# EXERCISE
The answer is every line of the records that holds the word "below", copied in full.

START PROVIDED MATERIAL

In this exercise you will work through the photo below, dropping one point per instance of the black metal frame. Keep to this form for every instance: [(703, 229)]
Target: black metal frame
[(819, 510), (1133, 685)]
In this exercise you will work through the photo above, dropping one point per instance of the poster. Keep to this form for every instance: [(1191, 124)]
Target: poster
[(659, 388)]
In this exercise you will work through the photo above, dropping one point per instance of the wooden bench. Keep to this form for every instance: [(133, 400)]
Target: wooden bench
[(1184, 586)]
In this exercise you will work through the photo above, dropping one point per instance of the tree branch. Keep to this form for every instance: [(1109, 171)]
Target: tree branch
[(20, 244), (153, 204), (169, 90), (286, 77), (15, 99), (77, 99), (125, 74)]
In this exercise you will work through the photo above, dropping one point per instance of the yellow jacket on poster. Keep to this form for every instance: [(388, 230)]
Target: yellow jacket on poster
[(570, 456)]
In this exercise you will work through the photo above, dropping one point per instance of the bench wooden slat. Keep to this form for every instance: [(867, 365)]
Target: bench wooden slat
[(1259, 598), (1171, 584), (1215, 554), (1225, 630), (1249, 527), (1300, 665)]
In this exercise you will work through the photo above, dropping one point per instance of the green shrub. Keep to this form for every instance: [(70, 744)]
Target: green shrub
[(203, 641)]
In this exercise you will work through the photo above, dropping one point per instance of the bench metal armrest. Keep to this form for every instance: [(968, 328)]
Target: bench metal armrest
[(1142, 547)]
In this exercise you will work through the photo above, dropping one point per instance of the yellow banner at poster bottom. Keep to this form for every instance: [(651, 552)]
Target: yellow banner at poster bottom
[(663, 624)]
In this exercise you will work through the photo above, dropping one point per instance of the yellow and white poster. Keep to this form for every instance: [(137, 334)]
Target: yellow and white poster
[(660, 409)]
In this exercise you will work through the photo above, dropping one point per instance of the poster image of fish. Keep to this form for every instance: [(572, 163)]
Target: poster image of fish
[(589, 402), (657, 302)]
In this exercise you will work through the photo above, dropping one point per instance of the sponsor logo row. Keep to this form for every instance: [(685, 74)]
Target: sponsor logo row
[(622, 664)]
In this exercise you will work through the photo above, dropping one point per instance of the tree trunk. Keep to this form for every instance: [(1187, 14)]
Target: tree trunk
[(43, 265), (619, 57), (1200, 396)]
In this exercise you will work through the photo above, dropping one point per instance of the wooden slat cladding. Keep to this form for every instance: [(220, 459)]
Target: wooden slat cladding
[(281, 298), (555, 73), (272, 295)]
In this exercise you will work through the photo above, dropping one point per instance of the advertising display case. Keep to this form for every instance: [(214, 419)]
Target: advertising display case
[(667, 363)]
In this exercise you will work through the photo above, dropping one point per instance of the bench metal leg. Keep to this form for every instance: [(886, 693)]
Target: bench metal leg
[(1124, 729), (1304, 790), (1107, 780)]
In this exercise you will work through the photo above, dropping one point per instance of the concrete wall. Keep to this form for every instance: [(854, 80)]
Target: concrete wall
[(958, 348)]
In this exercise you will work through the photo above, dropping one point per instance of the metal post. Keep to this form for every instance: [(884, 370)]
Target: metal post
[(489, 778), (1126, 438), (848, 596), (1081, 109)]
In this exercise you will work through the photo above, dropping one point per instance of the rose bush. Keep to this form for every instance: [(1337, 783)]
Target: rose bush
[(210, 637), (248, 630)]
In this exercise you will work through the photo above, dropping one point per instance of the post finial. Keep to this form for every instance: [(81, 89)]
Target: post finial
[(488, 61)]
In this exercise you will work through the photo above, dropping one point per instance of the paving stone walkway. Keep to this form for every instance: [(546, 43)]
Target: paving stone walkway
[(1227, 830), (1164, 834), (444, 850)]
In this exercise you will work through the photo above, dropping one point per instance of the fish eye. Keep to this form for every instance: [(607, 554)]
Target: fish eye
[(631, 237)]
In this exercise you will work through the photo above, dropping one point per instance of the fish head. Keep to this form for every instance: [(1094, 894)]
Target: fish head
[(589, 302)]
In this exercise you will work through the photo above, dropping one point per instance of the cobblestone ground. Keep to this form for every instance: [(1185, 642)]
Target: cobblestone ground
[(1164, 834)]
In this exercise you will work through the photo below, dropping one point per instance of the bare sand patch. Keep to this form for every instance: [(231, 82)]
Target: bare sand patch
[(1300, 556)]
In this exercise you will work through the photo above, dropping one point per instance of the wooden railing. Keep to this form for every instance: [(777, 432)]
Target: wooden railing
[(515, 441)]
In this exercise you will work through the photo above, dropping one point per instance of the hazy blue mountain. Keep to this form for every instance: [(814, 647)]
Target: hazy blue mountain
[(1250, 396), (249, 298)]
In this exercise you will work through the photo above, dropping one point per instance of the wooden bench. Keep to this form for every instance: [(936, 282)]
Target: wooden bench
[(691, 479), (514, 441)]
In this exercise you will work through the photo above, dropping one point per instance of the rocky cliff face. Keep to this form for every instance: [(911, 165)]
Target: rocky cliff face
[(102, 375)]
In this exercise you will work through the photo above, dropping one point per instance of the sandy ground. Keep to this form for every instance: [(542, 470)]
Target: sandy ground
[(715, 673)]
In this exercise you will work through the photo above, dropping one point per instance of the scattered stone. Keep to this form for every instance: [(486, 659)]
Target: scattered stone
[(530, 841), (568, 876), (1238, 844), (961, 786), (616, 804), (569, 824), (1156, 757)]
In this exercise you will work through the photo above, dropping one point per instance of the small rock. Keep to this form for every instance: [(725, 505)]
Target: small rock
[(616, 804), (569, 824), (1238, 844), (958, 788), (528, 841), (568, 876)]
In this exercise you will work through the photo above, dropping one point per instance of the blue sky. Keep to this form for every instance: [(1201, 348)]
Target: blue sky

END PROVIDED MATERIAL

# SOLUTION TO THE EXERCISE
In this exercise you will work through the photo below, dropping one point per instance of the black metal frame. Keep to this form for every instance: [(703, 229)]
In this exercise you will work through the photo below, dropping one point per instance of the bare sand patch. Keep to this form for every instance: [(231, 82)]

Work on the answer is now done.